▸ Extract to read:
La La Land: A Review
Now that politics is too depressing/terrifying to think about, I'm taking a cultural turn and doing a movie review.
I accept that there are people who dislike musicals, but I
don’t really understand it. I can understand musicals being something a person
could take or leave but actually disliking them? I suppose there are people who
are immune to the cuteness of baby elephants, too. As I was brought up on musicals, I have a soft spot for them so I was hopeful that La La Land, the
new musical by director Damien Chazelle, with the singing and the dancing plus
the general, all-purpose swoony-ness of Ryan Gosling paired once again with the very talented Emma Stone, would live up to the
expectations raised by a well-cut trailer.
The story is a basic boy-meets-girl set in Los Angeles. Los Angeles is cast in the role of dream factory. The boy
in question is Sebastian (Ryan Gosling), a piano playing jazz purist who wants
to open the perfect jazz club. The girl is Mia, played by Emma Stone. Mia is
an aspiring actress who has a day job as a barista on a movie lot. They meet,
have some spiky banter about the merits of I Ran by a Flock of Seagulls,
before using the medium of dance to find Mia’s car (how does a struggling
actress afford a Prius incidentally?) and later waltzing round LA's Griffith
Observatory, all of which results in them falling in love. But
as is so often the case, crossed purposes intrude on Sebastian and Mia’s
romance. Hope that’s not a spoiler. Anyway, it’s all very romantic. Really,
it is and I’m easily nauseated by twee movie romance (you know that scene in
Jerry Maguire, the “you complete me” scene? I rolled my eyes at that
scene. I didn’t find Titanic romantic either, probably because of all the
people drowning).
I really wanted La La Land to live up to the hype and while it is delightful, there is a feeling of something missing. I wanted it to soar and be swept up in it and I wasn’t. Granted I may not have been in
the best mood for a bright, frothy musical - I went to the cinema on the hottest
day of Brisbane’s summer and it turned out the rest of Brisbane’s population had
the same idea, hence crowds, queues, struggling air con and having to sit right up the
front. My crankiness had subsided a bit but not entirely by the end of the exuberant opening
dance number. The problem isn't with the music and songs (written by
Chazelle’s uni chum, Justin Hurwitz; lyrics by Benj Pacek and Justin Paul) - I was humming a couple of the tunes after
wards. Ryan Gosling and Emma Stone both sing well (Emma Stone is the better
singer of the two and her final audition scene is a highlight of the film).

▸ Parts of the exercise:
1. In the La La Land review, what does Sebastian want to open?
2. Continue the La La Land review from its final sentence onward.

▸ Records supplied:
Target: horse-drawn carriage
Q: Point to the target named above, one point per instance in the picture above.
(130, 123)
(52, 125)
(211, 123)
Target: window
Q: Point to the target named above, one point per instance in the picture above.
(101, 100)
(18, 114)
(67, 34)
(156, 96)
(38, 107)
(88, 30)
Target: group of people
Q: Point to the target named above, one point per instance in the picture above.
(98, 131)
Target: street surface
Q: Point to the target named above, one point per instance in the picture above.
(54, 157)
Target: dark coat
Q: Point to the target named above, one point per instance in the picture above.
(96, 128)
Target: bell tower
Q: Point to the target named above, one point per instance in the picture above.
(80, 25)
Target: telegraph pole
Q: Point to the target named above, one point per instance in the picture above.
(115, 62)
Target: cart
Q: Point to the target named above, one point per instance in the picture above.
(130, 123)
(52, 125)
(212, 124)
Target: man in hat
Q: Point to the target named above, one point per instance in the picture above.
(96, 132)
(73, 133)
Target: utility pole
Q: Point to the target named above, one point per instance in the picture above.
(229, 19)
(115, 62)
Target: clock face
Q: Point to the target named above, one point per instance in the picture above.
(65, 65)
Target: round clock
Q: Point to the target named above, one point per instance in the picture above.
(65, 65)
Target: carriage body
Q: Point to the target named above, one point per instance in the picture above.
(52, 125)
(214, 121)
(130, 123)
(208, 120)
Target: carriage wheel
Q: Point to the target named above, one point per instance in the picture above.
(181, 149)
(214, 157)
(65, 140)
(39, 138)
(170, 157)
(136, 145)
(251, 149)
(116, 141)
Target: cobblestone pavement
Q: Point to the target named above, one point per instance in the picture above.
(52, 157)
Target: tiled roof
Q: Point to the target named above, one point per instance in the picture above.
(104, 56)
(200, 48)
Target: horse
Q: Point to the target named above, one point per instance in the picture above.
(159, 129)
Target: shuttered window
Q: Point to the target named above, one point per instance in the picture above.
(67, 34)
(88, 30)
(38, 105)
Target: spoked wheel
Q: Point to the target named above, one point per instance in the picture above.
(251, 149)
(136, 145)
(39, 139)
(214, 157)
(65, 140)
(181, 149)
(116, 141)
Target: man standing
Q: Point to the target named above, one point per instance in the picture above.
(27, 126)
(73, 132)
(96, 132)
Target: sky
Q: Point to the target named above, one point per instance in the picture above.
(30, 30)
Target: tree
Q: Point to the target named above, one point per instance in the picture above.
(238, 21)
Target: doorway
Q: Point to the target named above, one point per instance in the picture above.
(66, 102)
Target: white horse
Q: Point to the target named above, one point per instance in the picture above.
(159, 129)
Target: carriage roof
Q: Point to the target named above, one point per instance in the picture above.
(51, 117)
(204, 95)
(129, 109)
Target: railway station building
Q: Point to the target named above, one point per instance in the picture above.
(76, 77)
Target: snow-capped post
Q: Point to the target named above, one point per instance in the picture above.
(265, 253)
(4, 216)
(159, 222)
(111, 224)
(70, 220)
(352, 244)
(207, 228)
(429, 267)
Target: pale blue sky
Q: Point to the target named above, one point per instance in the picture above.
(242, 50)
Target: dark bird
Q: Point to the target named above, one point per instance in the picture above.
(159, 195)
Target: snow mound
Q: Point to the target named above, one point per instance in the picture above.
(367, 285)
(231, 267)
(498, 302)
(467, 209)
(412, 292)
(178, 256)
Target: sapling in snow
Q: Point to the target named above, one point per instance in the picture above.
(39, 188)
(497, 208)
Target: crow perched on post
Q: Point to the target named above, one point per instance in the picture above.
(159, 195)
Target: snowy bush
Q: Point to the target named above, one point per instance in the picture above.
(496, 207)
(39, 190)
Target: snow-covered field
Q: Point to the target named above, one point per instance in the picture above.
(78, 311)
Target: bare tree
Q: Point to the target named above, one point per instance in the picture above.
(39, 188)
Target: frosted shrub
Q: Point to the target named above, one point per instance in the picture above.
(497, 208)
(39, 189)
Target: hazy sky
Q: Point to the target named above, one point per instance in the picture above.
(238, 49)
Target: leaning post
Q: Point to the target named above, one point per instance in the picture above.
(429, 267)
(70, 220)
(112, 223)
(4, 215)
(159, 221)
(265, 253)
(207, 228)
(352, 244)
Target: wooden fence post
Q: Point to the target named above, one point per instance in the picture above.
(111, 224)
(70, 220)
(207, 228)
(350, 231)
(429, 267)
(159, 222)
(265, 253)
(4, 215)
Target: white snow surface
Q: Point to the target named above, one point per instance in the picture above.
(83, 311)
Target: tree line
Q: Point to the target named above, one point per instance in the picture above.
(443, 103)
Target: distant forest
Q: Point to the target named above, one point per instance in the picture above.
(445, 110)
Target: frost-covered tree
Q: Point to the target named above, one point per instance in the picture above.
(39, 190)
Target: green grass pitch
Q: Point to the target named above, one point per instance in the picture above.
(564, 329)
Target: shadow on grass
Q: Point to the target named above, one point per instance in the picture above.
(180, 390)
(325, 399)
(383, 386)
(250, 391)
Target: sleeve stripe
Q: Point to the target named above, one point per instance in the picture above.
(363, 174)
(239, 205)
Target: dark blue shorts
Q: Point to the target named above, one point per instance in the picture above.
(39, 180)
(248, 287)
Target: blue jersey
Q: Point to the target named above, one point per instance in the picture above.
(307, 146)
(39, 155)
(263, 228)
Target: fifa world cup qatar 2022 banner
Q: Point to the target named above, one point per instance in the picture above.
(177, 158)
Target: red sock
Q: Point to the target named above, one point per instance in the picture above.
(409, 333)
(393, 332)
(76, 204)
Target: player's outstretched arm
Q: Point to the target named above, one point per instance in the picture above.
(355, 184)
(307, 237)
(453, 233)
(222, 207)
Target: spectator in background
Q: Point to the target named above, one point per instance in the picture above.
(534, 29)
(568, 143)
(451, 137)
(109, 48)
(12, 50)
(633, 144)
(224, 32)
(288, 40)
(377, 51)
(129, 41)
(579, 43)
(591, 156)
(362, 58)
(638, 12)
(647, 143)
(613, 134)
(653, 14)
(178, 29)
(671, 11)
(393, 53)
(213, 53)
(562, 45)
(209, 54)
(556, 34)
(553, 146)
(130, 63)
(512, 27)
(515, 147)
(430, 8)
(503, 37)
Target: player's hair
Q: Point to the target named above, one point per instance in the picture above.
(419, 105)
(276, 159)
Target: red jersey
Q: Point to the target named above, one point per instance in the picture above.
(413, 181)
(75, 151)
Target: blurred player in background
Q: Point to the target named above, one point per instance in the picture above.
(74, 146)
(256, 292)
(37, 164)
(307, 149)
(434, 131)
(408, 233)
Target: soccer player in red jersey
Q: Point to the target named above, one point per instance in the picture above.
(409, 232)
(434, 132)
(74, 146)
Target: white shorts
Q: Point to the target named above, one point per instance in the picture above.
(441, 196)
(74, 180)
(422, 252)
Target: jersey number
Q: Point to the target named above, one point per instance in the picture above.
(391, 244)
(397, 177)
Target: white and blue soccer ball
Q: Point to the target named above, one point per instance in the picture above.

▸ Responses:
1. The perfect jazz club.

2.
Ryan Gosling has said they had watched Singing in the
Rain a lot for inspiration while making La La Land. As it happened,
I had watched it a couple of days before I saw La La Land, as my own
little tribute to Debbie Reynolds who had passed away. It offers a clue as to what
was lacking in La La Land. Singing in the Rain had the central
romance between Don Lockwood (Gene Kelly) and Cathy Seldon (Debbie Reynolds),
but it was set against the transition from silent movies to talkies (a very
momentous event in Hollywood history). It had the other plotline of making then
rescuing a movie plus the added drama of Cathy having to secretly dub the
sqeaky-voiced prima donna, Lina Lamont, memorably played by Jean Hagen. There
is also the show stopping Make ’Em Laugh number by Donald O’Connor.
It is probably unfair to compare any film to a masterpiece
like Singing in the Rain, but La La Land’s storyline focuses
almost completely on Mia and Sebastian's relationship and their respective
career decisions and even then Sebastian’s career travails are given more heft
than Mia’s which seem more perfunctorily portrayed (that’s me using my feminist
voice). There is a theme running through it about the price of dreams or ambitions but as storylines go, La La Land’s is slight. There are other
characters who help the narrative along but they aren’t really fleshed out.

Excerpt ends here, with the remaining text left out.